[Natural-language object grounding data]
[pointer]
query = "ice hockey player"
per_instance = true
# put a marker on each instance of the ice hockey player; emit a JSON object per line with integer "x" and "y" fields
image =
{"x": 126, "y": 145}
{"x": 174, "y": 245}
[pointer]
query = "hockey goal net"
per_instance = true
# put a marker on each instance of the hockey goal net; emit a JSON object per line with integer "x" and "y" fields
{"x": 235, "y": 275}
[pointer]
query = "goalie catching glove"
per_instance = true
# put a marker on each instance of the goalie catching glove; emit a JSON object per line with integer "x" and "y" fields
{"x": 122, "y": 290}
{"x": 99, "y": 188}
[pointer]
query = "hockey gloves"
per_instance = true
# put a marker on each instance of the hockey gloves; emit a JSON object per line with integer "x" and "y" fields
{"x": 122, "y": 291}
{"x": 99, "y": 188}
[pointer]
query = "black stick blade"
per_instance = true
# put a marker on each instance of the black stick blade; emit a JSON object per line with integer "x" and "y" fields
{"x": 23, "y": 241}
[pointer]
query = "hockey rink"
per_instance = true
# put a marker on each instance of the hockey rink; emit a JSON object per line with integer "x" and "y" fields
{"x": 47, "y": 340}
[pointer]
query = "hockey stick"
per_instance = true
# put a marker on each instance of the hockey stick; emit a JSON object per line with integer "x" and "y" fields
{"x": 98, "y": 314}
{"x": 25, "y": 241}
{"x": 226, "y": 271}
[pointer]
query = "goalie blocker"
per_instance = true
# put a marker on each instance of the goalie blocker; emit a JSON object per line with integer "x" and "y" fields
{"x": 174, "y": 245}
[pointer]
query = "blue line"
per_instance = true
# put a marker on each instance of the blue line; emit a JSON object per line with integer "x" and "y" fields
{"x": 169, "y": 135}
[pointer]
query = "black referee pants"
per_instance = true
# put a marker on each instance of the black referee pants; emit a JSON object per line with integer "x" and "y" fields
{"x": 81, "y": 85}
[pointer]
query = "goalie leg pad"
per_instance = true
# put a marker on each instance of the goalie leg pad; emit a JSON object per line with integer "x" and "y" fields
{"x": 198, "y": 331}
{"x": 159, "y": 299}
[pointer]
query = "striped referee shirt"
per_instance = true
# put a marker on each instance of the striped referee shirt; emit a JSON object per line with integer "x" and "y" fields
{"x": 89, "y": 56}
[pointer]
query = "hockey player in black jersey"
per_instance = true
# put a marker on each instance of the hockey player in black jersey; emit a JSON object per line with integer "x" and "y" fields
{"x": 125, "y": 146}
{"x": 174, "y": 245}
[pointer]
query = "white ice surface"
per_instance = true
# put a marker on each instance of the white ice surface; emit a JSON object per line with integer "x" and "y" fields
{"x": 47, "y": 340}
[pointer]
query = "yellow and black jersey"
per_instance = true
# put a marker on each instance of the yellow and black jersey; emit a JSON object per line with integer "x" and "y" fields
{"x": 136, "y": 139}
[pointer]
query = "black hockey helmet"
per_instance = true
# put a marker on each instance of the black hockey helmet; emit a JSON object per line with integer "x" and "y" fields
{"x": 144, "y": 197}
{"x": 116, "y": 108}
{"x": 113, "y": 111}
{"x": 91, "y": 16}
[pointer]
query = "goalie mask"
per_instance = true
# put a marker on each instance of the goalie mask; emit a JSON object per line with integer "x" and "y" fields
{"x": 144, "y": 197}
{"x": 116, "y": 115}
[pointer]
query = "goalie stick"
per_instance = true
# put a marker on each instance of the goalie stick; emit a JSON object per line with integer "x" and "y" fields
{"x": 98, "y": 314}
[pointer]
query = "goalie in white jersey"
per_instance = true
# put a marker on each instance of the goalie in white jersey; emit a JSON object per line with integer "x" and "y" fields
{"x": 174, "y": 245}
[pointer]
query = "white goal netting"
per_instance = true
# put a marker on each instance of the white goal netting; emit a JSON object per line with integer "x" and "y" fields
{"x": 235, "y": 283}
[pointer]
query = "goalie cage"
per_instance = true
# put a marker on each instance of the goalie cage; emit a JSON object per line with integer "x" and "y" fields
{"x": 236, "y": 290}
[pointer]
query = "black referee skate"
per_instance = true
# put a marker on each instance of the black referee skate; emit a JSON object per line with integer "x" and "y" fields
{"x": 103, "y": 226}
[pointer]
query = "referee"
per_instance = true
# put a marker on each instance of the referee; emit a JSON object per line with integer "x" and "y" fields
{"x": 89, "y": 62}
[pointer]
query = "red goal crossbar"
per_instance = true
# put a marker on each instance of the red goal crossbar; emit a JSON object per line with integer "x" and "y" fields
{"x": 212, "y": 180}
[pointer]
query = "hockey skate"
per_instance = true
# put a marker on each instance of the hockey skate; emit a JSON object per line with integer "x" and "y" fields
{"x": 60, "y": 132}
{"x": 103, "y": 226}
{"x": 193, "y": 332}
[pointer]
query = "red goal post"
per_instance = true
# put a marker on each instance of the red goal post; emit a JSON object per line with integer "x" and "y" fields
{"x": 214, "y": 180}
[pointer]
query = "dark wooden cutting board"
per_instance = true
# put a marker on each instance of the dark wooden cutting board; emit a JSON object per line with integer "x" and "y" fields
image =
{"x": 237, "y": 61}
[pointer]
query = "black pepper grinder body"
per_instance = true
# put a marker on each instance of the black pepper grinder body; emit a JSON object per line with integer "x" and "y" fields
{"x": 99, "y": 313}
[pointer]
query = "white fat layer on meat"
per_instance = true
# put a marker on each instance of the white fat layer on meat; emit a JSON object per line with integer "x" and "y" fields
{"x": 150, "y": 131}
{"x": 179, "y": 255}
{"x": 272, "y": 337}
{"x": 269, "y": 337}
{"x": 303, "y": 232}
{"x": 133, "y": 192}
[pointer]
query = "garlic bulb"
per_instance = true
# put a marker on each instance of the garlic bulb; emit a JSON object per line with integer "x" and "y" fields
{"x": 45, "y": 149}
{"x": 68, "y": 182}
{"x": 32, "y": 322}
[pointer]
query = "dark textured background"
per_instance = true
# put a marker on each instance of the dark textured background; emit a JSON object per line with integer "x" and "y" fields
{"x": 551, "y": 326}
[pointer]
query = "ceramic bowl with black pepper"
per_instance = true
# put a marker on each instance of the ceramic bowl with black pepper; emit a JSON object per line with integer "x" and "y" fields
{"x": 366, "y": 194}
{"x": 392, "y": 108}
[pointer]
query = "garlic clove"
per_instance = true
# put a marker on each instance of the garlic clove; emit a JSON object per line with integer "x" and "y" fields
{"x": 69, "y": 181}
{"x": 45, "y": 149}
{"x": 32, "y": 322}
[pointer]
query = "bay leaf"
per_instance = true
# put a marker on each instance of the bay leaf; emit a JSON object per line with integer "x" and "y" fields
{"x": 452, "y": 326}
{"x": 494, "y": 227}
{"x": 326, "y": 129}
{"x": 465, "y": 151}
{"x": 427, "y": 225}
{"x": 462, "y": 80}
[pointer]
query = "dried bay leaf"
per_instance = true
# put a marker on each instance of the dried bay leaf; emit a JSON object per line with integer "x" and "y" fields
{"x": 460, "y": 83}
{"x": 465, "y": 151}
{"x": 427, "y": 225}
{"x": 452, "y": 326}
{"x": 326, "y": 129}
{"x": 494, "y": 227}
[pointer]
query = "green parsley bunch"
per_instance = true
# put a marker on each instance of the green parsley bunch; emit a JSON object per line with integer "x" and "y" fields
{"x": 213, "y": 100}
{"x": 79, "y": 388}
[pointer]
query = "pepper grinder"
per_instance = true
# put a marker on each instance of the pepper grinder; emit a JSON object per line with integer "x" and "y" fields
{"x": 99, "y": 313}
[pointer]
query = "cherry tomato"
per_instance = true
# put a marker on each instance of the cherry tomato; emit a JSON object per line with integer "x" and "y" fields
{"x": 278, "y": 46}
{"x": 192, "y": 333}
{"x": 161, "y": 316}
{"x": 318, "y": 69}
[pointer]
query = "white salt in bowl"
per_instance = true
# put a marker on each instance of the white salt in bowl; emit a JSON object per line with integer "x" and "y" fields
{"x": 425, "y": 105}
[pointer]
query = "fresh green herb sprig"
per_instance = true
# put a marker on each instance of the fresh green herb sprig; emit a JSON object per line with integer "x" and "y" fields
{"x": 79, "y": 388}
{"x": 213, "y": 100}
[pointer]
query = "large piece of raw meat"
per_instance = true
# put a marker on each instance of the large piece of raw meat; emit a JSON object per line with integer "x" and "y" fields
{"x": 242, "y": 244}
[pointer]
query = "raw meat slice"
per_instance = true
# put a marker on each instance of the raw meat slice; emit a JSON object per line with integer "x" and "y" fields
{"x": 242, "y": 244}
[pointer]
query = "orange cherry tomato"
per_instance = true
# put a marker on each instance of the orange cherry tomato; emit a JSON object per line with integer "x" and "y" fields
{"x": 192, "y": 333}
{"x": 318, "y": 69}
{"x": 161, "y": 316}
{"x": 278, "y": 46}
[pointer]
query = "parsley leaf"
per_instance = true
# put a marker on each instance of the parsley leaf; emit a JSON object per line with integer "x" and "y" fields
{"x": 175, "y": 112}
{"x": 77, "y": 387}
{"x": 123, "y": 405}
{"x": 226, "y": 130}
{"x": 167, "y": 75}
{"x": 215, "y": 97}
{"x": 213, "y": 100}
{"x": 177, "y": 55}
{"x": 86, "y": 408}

--

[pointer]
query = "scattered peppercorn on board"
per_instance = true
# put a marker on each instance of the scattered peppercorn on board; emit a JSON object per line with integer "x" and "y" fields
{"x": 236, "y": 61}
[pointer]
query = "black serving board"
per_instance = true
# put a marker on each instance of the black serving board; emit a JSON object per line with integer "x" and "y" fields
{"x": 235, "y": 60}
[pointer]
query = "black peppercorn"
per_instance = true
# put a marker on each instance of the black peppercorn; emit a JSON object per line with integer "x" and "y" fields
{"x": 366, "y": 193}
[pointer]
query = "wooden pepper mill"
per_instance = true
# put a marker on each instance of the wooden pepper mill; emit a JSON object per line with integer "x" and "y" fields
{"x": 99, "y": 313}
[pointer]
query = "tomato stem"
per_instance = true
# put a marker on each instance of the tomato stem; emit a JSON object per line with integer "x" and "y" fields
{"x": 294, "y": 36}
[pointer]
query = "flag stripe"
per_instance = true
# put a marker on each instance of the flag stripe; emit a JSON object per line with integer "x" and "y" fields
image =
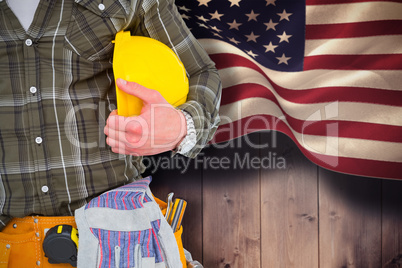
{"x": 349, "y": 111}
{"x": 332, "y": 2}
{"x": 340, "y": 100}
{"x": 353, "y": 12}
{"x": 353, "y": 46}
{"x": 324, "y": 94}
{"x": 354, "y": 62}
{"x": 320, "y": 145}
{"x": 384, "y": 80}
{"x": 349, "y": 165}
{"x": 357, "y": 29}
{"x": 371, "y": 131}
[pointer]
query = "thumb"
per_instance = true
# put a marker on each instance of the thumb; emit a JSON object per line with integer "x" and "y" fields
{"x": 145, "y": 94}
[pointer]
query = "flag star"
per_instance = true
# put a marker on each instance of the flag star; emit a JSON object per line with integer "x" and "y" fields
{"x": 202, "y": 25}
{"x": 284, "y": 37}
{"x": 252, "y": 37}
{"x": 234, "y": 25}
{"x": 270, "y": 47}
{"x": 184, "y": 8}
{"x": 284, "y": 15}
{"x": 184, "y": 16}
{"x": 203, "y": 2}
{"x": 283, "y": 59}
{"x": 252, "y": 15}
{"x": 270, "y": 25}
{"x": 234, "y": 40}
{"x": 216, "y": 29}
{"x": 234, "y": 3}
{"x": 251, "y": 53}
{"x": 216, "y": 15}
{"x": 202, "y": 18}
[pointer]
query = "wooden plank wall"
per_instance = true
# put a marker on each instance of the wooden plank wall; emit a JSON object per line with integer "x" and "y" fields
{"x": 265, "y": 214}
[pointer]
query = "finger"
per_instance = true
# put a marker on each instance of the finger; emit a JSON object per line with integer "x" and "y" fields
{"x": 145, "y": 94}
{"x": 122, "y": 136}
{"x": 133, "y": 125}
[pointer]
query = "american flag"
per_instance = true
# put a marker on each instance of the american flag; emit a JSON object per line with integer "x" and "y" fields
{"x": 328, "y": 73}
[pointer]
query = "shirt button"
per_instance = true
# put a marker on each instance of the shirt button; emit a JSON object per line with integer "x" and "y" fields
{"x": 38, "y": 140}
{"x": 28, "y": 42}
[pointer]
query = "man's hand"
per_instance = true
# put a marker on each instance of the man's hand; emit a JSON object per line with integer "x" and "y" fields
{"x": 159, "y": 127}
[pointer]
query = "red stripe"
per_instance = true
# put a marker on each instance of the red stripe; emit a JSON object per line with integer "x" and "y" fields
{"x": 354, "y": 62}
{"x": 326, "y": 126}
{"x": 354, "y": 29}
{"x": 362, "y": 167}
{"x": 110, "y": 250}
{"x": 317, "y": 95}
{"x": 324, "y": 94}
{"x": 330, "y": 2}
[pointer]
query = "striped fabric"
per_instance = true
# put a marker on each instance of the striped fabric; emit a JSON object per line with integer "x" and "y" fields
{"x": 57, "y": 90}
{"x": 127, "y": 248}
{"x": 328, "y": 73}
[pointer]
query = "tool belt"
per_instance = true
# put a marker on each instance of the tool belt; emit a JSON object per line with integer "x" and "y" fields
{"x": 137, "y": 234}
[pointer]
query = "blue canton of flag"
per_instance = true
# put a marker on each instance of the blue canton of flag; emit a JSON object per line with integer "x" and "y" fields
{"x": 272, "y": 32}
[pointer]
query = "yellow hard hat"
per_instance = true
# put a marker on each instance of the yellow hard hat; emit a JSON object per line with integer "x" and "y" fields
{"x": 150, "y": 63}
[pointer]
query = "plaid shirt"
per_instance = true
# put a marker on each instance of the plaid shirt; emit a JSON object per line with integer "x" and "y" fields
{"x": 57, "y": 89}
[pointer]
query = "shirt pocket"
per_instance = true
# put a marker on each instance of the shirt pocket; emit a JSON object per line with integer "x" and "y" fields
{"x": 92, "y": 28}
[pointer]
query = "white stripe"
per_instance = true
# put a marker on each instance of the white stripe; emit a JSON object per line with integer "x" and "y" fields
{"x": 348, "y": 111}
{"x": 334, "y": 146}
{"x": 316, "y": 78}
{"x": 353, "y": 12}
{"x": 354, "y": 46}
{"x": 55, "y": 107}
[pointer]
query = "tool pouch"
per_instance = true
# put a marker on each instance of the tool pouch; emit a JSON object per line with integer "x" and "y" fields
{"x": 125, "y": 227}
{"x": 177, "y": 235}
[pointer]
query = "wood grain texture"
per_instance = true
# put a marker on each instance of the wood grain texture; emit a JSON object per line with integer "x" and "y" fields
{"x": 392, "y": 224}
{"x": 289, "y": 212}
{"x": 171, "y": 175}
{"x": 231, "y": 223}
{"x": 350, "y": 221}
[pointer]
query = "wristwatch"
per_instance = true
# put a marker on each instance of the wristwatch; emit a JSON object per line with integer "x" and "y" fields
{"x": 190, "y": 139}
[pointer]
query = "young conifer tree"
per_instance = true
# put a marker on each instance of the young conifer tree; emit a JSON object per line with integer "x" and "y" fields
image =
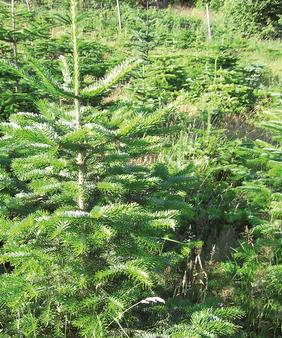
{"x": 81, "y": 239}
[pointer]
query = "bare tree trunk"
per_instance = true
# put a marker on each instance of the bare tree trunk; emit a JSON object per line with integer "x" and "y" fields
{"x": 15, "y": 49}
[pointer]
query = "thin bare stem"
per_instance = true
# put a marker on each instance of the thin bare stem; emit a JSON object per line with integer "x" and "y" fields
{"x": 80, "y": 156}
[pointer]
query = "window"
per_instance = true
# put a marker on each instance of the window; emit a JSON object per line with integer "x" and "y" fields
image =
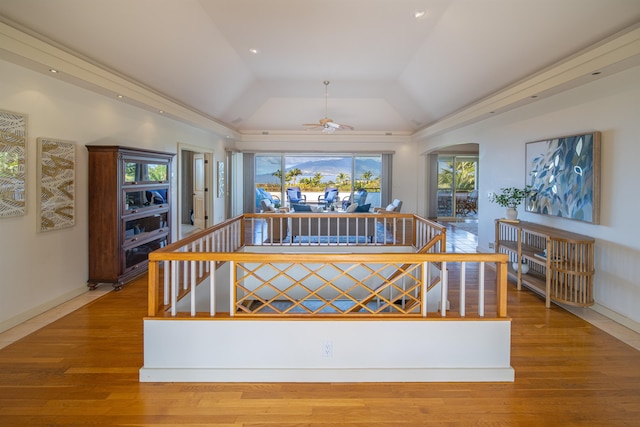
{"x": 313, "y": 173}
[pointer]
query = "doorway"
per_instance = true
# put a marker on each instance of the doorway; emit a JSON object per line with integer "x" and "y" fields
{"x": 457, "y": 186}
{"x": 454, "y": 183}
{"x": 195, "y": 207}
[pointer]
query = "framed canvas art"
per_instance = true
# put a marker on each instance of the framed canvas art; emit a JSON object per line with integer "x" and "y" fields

---

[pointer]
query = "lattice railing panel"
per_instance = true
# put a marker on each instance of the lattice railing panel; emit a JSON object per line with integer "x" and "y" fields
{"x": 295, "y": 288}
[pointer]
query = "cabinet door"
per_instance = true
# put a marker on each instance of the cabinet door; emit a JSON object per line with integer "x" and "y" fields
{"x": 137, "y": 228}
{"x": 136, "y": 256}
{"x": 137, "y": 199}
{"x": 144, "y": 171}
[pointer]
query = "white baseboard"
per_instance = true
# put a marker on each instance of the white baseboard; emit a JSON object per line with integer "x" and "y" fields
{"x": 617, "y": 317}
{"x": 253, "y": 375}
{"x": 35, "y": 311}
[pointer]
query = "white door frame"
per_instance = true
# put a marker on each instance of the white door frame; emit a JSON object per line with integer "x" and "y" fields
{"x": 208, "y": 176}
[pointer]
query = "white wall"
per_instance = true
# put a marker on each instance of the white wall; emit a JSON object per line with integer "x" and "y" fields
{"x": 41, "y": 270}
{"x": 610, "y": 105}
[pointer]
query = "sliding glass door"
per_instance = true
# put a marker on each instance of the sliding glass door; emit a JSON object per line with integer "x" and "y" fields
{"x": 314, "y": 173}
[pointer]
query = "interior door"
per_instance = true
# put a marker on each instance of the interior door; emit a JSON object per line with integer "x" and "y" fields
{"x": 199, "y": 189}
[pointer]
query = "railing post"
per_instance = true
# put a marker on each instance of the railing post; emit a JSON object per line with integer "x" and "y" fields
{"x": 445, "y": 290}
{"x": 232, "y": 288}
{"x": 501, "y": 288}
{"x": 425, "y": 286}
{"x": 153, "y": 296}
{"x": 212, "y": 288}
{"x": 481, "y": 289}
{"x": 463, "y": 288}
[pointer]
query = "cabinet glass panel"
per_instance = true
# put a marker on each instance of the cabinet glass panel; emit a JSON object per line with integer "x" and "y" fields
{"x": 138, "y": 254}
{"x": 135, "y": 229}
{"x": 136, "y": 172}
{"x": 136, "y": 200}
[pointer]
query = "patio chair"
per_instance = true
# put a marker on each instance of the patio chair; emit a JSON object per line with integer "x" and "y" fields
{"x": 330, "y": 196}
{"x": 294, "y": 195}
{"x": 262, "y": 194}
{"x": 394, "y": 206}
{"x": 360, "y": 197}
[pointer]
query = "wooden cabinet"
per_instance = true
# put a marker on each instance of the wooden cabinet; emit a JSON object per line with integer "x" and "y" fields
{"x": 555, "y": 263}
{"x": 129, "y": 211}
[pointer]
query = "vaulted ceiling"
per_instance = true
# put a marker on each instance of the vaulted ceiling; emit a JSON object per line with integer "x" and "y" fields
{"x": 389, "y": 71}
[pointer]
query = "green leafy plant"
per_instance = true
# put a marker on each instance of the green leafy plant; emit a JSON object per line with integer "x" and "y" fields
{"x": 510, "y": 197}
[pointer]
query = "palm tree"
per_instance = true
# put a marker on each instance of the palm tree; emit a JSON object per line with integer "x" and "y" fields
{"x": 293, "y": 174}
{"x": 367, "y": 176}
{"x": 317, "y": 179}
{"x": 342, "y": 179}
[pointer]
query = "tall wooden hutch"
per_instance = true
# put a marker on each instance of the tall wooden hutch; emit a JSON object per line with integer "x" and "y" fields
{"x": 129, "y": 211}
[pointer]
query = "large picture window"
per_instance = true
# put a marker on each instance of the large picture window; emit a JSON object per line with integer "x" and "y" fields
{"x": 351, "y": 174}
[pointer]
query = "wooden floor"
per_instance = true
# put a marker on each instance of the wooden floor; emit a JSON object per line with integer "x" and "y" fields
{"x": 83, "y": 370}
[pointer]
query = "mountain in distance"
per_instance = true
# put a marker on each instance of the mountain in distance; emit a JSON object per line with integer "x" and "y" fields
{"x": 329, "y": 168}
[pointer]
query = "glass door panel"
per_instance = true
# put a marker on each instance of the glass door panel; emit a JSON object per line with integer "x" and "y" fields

**Exercise prompt:** Would you retype exactly the lines above, from the line with "# put a marker on each instance of the mountain" to the line with "# put a marker on each instance of the glass", with both end lines kept and nothing more?

**Task solution:**
# put a marker on each instance of the mountain in distance; emit a JSON object per line with integer "x" and "y" fields
{"x": 329, "y": 168}
[pointer]
query = "glass door panel"
per_instance = true
# put a marker on each instance of the glass door panel; emit a JSON object per line with integer "x" and "y" fields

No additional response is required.